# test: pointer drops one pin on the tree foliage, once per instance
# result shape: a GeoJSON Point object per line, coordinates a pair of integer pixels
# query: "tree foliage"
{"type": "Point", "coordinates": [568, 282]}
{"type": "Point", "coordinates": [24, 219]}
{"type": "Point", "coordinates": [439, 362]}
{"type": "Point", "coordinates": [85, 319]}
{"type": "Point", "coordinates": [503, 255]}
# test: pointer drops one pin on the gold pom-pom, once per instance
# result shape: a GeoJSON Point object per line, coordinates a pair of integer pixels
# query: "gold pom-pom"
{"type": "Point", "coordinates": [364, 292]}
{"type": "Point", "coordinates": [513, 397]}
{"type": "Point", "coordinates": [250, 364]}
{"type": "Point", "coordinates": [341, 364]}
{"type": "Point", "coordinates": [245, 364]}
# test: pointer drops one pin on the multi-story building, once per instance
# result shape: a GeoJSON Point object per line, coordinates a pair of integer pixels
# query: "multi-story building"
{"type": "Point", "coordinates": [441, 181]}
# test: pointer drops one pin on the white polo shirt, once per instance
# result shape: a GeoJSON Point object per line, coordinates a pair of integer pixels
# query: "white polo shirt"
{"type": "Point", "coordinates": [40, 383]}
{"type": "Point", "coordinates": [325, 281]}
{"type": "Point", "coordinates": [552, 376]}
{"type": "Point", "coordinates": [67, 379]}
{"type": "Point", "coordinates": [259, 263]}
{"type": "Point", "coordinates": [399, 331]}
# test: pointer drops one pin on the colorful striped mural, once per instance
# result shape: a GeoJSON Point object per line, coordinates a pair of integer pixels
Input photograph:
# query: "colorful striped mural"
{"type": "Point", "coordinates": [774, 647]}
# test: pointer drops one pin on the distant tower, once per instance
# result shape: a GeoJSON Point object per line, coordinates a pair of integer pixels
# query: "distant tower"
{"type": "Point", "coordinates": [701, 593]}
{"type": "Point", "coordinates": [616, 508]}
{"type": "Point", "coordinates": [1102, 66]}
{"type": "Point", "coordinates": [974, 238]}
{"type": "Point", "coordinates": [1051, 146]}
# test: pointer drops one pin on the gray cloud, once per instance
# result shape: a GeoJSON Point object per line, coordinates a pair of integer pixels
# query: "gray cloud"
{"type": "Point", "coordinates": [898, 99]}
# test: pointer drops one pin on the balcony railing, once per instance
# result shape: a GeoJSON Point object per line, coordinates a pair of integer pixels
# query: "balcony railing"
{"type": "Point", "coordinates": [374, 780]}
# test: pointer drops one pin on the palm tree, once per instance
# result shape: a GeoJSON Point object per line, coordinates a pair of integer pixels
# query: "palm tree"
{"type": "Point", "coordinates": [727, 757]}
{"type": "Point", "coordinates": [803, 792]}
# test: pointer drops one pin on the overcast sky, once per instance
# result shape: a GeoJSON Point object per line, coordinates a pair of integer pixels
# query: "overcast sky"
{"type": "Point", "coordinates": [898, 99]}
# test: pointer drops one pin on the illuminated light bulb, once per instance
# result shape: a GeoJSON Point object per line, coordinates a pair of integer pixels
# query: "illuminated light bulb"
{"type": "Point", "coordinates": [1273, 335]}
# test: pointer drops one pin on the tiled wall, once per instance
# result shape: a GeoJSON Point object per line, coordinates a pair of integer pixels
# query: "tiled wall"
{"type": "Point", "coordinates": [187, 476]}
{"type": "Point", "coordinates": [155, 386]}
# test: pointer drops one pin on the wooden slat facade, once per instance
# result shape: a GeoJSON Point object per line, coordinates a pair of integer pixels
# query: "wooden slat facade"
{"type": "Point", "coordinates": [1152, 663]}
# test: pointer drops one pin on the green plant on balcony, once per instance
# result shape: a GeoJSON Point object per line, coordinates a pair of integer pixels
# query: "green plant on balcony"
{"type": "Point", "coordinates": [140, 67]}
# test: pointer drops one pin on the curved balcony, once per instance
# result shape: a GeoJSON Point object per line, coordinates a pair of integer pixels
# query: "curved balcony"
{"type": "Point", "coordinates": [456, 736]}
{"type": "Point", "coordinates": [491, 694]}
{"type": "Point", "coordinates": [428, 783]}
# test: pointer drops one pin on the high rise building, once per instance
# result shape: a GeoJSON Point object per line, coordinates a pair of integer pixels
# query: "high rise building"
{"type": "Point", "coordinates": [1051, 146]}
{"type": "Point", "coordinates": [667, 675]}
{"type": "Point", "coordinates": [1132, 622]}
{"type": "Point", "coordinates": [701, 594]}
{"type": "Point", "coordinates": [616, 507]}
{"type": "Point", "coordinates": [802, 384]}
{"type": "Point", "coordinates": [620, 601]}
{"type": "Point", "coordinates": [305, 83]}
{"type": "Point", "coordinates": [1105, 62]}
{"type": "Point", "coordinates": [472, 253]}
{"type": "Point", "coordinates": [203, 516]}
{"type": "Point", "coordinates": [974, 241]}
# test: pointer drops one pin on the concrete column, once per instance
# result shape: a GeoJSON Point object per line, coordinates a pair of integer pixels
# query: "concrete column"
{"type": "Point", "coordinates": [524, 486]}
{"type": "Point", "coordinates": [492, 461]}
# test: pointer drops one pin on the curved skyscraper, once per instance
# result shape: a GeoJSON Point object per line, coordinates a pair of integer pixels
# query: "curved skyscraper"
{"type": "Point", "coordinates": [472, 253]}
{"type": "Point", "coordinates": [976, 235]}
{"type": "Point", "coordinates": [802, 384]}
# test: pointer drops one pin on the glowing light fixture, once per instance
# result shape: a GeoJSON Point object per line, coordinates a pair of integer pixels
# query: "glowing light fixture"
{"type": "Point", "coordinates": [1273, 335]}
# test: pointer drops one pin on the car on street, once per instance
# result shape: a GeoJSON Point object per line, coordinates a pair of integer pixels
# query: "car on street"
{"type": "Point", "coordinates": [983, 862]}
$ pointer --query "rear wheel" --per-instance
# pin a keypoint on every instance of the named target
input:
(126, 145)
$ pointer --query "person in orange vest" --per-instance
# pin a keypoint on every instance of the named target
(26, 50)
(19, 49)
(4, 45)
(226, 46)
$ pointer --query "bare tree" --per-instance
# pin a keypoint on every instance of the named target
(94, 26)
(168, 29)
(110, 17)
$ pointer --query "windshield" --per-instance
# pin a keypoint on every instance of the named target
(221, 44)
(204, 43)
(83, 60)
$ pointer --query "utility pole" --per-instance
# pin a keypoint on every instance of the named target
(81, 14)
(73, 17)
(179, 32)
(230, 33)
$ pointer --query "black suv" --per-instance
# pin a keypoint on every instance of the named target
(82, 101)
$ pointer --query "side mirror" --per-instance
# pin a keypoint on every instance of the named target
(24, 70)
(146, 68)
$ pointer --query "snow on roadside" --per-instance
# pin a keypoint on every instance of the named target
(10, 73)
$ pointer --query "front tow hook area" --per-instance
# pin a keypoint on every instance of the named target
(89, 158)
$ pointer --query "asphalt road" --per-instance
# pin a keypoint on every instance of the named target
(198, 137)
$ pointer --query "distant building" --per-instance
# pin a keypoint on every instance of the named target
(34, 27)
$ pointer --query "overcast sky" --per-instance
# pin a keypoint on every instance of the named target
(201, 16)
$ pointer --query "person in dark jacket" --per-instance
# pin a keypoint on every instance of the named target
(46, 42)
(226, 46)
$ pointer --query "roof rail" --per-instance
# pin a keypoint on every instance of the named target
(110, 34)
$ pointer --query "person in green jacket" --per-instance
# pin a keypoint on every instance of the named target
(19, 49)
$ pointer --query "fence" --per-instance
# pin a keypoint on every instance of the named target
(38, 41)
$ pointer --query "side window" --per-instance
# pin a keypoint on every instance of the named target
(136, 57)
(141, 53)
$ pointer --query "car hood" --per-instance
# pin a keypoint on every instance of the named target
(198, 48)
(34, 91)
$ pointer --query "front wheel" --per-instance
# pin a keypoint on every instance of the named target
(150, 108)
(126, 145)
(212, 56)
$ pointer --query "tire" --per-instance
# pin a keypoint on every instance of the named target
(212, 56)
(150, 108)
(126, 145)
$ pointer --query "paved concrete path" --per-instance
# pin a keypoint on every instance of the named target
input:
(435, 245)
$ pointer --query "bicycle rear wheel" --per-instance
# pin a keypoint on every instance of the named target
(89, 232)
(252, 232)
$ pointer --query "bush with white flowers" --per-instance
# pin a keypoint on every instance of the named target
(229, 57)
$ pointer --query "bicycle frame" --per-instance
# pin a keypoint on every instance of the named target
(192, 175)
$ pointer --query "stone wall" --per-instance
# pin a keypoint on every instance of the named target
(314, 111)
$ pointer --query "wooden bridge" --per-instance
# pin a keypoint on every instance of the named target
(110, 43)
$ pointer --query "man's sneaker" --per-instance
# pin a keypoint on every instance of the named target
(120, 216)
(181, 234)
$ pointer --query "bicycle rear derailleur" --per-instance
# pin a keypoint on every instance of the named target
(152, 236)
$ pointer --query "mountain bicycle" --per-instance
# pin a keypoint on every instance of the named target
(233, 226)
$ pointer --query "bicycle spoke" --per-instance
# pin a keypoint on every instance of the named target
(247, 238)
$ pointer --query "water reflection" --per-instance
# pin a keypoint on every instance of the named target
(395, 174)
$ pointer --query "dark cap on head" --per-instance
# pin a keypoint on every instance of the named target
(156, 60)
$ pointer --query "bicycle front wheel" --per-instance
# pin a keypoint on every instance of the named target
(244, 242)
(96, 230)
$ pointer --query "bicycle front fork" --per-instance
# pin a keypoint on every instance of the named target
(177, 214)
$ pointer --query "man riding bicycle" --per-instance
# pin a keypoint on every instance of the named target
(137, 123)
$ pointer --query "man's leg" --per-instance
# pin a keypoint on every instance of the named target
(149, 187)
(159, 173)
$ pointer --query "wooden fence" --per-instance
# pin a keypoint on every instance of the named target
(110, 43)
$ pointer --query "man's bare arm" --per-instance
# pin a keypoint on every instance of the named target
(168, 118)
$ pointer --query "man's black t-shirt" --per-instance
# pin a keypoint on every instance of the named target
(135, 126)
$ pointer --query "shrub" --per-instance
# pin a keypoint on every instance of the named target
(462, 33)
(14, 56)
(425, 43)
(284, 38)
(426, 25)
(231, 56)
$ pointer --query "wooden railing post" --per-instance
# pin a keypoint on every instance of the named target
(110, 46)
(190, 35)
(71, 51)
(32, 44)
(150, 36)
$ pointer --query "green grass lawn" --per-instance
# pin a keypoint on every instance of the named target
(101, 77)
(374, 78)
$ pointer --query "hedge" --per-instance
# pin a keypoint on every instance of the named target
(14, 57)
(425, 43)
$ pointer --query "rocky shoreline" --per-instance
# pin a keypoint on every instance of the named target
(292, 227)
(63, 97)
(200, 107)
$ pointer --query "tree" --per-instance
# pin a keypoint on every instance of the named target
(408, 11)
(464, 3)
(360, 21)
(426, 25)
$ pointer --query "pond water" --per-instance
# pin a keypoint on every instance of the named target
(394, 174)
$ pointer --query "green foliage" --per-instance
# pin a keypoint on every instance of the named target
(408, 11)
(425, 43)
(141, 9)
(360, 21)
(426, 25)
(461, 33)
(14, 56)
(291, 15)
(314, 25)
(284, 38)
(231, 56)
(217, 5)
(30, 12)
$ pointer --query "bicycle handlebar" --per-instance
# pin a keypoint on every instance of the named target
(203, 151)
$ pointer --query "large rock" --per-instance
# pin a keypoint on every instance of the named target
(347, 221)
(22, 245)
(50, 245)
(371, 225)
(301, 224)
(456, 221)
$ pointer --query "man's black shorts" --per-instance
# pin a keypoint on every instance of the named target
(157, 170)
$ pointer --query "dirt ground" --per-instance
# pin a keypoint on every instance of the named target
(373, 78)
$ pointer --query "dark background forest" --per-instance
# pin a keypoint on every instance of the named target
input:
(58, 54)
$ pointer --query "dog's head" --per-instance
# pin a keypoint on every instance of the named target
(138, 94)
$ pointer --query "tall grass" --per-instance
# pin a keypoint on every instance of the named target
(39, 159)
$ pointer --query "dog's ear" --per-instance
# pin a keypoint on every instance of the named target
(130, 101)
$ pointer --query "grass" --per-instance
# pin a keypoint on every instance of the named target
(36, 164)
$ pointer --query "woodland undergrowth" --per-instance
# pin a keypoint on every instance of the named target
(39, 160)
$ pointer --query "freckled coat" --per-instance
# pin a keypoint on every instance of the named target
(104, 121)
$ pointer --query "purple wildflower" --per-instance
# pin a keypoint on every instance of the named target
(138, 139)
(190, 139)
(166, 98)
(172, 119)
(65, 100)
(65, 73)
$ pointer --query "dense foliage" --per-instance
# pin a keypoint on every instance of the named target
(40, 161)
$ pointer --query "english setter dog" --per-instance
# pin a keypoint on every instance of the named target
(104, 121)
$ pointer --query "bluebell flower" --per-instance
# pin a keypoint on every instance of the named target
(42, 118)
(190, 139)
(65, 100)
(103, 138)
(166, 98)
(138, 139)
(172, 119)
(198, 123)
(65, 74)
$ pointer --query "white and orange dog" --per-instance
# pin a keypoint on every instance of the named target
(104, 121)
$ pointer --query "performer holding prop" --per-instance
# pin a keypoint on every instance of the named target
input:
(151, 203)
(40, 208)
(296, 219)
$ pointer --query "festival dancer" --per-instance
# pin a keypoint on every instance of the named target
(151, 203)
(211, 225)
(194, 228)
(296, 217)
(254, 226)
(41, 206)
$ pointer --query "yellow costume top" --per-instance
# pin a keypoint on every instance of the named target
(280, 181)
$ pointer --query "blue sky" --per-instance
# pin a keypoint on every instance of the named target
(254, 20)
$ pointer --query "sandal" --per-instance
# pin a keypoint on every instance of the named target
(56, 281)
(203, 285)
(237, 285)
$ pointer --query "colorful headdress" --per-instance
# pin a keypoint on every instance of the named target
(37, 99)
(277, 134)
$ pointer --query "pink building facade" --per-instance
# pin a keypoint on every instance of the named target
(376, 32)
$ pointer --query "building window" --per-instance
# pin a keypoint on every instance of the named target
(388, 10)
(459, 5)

> [What you need to do] How many of the lines above contain the string "bare"? Give the count alone.

> [Task response] 2